>>>
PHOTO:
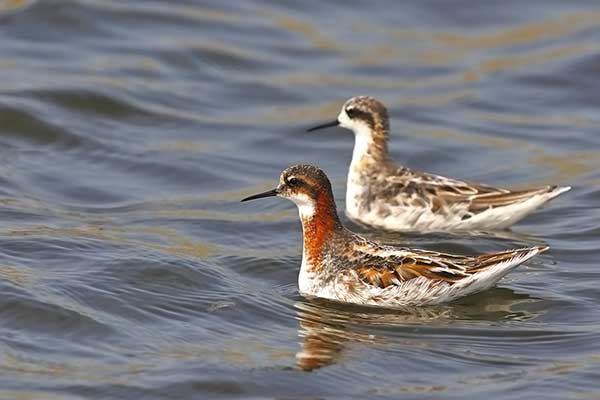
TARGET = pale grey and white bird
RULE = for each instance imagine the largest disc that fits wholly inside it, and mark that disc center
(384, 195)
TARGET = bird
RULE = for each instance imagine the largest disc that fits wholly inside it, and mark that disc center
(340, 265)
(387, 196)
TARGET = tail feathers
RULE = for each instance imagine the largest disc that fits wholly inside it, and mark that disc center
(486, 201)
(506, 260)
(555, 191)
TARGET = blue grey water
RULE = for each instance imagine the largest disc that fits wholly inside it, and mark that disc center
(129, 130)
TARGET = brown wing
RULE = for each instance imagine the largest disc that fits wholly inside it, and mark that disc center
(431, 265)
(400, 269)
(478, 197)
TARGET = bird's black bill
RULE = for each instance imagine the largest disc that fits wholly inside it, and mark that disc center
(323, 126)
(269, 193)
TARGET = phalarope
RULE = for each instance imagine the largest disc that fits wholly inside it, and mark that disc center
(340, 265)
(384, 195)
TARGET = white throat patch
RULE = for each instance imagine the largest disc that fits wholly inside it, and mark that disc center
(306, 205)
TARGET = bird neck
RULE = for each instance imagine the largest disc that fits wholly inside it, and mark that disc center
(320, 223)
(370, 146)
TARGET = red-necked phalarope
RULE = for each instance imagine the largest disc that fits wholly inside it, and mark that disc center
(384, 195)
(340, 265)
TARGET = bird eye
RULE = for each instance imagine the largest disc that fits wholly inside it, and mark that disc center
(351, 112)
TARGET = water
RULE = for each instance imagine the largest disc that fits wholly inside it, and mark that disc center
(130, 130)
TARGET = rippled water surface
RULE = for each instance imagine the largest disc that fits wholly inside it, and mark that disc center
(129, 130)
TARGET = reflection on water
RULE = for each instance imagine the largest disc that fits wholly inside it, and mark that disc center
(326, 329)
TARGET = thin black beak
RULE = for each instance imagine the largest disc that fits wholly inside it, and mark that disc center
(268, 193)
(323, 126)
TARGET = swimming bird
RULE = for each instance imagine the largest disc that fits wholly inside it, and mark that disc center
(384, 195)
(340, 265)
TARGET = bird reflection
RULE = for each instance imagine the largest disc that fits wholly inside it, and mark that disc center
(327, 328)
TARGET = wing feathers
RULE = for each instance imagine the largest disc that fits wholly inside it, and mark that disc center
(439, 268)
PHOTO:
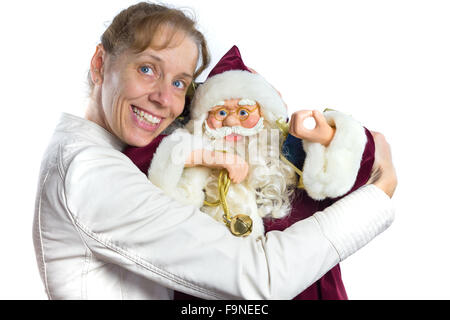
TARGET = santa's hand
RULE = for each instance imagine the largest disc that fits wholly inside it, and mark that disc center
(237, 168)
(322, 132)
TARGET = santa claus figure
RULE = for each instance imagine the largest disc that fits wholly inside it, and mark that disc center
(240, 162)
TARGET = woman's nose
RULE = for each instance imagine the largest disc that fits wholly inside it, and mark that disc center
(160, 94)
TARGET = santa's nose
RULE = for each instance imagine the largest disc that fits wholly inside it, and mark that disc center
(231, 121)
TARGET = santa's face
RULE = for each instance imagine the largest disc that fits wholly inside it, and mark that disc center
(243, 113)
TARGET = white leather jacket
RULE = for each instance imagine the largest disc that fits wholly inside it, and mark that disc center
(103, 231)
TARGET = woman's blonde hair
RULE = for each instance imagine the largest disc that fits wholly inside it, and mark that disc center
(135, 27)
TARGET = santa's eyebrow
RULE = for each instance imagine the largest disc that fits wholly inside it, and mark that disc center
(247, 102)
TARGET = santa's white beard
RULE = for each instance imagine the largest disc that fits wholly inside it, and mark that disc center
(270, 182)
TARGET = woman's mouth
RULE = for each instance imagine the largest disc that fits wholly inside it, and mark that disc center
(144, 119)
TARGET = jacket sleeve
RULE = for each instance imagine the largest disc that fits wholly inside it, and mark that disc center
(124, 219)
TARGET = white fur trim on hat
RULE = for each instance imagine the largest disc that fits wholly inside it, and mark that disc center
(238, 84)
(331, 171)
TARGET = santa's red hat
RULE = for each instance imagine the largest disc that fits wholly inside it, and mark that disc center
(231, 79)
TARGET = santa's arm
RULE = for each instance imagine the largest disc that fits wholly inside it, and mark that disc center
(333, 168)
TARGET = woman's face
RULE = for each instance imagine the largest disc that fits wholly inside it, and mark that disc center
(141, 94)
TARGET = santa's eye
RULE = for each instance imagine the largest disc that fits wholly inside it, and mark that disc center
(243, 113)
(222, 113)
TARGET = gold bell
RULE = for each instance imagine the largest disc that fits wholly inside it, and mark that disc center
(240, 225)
<<<
[Task prompt] What is needed is a copy of every line above in which "water" appears.

[Output for this exercise]
TARGET = blue grey water
TARGET = water
TARGET = rippled water surface
TARGET = reflection on water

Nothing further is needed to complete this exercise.